Copy out the line containing "Task: mark one point on every instance of the crouching" and each line after it, through the last one in the material, exactly as written.

====== Records shown

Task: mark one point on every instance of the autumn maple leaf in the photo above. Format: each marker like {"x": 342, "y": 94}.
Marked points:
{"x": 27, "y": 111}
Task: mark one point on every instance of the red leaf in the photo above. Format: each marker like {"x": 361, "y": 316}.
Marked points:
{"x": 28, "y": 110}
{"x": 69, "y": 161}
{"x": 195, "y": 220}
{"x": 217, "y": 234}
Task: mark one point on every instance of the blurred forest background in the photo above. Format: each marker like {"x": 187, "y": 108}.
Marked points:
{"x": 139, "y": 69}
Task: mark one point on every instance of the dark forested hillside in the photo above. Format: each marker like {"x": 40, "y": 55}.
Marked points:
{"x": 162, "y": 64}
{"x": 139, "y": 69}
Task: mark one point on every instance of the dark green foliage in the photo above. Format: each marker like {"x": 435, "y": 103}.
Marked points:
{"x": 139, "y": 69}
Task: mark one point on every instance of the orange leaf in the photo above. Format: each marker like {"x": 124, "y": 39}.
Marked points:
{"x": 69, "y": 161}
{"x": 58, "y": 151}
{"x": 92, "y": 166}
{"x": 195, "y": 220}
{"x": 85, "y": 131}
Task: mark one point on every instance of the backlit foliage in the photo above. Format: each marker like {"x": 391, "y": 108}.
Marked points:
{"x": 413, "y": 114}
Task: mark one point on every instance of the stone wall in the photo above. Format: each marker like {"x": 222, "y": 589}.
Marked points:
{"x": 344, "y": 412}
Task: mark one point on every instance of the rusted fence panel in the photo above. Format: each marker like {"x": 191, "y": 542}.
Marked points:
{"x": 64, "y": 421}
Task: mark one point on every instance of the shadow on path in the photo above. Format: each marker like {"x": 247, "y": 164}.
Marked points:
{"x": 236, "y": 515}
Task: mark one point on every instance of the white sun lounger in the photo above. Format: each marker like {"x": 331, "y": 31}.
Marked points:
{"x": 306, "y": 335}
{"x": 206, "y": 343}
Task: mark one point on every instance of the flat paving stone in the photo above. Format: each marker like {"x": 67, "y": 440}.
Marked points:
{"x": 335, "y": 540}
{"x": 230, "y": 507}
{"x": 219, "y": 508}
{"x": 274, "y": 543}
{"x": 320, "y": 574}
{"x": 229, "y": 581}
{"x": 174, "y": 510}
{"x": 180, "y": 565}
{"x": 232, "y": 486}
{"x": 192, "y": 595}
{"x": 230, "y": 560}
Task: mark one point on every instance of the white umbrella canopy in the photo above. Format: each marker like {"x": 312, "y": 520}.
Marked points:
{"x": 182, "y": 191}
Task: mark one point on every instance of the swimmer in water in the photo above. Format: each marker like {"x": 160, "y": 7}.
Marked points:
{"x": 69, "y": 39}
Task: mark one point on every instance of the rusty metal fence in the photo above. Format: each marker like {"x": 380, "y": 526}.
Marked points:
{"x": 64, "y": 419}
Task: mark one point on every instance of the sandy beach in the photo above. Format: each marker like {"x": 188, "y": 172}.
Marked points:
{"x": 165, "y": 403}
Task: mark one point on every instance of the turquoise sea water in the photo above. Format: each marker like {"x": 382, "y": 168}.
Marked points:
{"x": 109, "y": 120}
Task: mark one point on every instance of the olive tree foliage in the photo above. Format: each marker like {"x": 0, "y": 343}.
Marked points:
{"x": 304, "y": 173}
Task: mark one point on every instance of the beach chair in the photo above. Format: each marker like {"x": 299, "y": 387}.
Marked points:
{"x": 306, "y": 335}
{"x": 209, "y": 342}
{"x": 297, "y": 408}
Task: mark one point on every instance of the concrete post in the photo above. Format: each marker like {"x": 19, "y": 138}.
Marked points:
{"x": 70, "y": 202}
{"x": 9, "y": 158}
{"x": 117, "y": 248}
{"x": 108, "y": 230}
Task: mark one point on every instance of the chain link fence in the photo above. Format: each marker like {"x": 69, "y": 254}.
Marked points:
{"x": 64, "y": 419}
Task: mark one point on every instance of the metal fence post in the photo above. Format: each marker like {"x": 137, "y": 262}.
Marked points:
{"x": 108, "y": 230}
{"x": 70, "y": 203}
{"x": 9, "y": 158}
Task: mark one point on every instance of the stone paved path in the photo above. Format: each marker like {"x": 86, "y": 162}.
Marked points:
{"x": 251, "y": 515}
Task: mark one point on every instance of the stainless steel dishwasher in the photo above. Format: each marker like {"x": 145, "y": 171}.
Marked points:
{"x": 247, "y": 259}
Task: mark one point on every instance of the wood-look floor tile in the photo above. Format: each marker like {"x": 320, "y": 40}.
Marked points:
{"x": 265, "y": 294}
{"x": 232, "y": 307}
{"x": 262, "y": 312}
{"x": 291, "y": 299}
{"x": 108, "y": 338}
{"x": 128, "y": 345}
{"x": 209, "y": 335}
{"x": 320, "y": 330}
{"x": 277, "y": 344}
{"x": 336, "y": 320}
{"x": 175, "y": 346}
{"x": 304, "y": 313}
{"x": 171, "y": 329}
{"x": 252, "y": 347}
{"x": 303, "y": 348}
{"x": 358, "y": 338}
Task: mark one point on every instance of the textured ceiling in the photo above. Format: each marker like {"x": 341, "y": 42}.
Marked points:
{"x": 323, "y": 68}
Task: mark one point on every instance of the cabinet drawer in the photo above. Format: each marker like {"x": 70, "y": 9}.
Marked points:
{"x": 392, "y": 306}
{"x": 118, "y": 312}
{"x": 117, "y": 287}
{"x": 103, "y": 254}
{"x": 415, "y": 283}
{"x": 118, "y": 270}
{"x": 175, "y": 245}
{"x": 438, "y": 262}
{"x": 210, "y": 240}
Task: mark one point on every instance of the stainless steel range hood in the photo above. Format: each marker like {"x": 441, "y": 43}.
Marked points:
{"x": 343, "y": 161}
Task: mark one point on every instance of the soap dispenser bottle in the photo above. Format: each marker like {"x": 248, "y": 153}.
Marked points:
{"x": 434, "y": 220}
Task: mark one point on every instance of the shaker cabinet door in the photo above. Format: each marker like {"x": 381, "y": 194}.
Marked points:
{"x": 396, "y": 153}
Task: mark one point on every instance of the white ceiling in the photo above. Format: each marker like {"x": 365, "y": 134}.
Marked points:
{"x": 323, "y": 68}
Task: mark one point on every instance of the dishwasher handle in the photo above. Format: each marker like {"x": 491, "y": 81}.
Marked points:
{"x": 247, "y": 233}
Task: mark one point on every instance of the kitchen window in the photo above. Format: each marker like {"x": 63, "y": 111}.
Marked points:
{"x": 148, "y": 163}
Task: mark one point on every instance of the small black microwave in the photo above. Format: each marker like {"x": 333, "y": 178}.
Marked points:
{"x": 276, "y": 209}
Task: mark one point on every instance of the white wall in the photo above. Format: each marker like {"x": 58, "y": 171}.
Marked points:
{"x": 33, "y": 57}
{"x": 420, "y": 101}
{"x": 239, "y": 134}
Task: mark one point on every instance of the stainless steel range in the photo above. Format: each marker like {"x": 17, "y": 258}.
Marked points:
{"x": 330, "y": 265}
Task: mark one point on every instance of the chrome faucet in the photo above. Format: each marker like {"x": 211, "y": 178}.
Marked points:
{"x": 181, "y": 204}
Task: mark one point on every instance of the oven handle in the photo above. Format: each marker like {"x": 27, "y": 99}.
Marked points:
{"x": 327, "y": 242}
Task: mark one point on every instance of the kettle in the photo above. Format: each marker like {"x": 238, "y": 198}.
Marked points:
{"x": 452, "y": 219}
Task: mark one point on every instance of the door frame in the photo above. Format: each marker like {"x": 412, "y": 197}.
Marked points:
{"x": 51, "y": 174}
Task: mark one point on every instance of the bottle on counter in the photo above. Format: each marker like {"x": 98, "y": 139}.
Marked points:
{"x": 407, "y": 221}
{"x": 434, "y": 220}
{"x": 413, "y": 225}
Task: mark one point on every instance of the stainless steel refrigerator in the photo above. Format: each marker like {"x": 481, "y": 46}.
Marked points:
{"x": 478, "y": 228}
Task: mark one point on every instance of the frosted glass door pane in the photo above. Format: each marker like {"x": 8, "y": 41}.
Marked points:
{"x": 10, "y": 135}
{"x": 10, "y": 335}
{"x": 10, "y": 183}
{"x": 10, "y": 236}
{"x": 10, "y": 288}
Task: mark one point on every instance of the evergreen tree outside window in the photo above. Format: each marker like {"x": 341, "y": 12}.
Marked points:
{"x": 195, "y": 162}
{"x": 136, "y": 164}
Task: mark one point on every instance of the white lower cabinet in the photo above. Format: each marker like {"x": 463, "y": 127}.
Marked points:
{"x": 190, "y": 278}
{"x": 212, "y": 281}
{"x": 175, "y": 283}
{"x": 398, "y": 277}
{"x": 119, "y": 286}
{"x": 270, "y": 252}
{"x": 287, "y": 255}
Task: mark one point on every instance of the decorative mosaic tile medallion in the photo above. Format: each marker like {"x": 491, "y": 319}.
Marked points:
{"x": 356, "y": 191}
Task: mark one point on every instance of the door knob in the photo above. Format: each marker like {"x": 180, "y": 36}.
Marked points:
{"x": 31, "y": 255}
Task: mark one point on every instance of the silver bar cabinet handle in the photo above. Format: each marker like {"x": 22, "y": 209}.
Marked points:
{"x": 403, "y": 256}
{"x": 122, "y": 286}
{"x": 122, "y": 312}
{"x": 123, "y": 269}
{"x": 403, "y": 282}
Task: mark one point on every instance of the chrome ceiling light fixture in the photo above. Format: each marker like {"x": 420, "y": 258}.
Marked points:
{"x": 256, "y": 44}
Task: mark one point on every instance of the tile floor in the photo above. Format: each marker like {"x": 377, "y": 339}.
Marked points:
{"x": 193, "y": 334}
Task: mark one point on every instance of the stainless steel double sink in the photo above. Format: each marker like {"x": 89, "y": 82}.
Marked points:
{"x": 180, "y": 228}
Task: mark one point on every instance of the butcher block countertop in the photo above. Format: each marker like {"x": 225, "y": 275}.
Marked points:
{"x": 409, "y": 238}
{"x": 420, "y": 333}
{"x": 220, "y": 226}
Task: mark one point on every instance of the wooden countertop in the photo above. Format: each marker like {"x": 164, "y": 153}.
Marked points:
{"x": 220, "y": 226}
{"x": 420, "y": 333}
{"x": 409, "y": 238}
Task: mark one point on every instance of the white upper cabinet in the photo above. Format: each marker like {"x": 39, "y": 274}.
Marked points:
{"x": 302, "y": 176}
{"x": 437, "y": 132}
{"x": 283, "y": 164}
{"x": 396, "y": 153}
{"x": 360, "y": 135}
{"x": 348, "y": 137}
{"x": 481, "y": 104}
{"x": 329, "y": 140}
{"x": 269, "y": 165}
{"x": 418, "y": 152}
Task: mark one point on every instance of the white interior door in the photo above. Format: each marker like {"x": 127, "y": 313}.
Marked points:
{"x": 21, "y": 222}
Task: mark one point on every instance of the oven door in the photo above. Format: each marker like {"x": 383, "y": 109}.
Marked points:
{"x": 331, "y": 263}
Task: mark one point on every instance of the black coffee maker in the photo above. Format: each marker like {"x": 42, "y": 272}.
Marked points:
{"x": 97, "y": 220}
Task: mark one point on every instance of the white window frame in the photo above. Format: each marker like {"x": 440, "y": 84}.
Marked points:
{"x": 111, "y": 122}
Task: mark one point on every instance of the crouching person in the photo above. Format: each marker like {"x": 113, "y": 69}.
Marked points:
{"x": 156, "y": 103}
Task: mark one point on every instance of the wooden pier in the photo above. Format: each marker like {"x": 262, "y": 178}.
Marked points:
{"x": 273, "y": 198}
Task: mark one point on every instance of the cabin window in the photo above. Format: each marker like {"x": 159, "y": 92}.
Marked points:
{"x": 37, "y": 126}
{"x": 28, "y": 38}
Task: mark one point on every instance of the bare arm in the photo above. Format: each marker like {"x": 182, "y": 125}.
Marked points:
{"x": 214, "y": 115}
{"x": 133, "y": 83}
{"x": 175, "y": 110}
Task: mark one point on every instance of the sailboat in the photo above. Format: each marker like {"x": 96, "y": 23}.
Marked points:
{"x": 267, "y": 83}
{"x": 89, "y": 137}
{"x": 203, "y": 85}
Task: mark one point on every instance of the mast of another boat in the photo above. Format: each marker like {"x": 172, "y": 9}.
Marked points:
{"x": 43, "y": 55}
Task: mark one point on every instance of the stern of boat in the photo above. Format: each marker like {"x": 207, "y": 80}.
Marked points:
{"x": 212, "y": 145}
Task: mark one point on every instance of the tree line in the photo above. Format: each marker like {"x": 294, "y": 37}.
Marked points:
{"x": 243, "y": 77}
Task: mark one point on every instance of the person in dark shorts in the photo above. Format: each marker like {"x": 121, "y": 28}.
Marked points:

============

Complete output:
Task: mark one point on every instance of the crouching person in the photo above. Format: each marker like {"x": 113, "y": 69}.
Marked points:
{"x": 156, "y": 103}
Task: mark one point on every instance of the wooden pier in the photo above. Format: each marker like {"x": 262, "y": 178}.
Marked points:
{"x": 273, "y": 198}
Task: mark one point on every instance of the cabin window in the photo above. Format: each marker like {"x": 159, "y": 92}.
Marked points:
{"x": 37, "y": 126}
{"x": 28, "y": 38}
Task: mark one point on every instance of the bare arm in the photo above. Format: each marker like {"x": 182, "y": 125}.
Marked points:
{"x": 214, "y": 115}
{"x": 133, "y": 83}
{"x": 175, "y": 110}
Task: mark one point on every instance of the sailboat in the photo above. Format: each marker like {"x": 96, "y": 23}.
Marked points:
{"x": 267, "y": 83}
{"x": 89, "y": 137}
{"x": 203, "y": 85}
Task: mark one point on every instance of the mast of another boat in the photo above. Format: each marker like {"x": 172, "y": 9}.
Marked points:
{"x": 43, "y": 55}
Task: mark one point on every instance of the stern of boat in the photo above. Format: each marker like {"x": 207, "y": 80}.
Marked points:
{"x": 212, "y": 145}
Task: mark one point on every instance of the tree line in the photo above. Format: each marker like {"x": 294, "y": 37}.
Marked points:
{"x": 243, "y": 77}
Task: mark one point on every instance of the person in dark shorts in the photo above. Format: each marker like {"x": 121, "y": 28}.
Marked points:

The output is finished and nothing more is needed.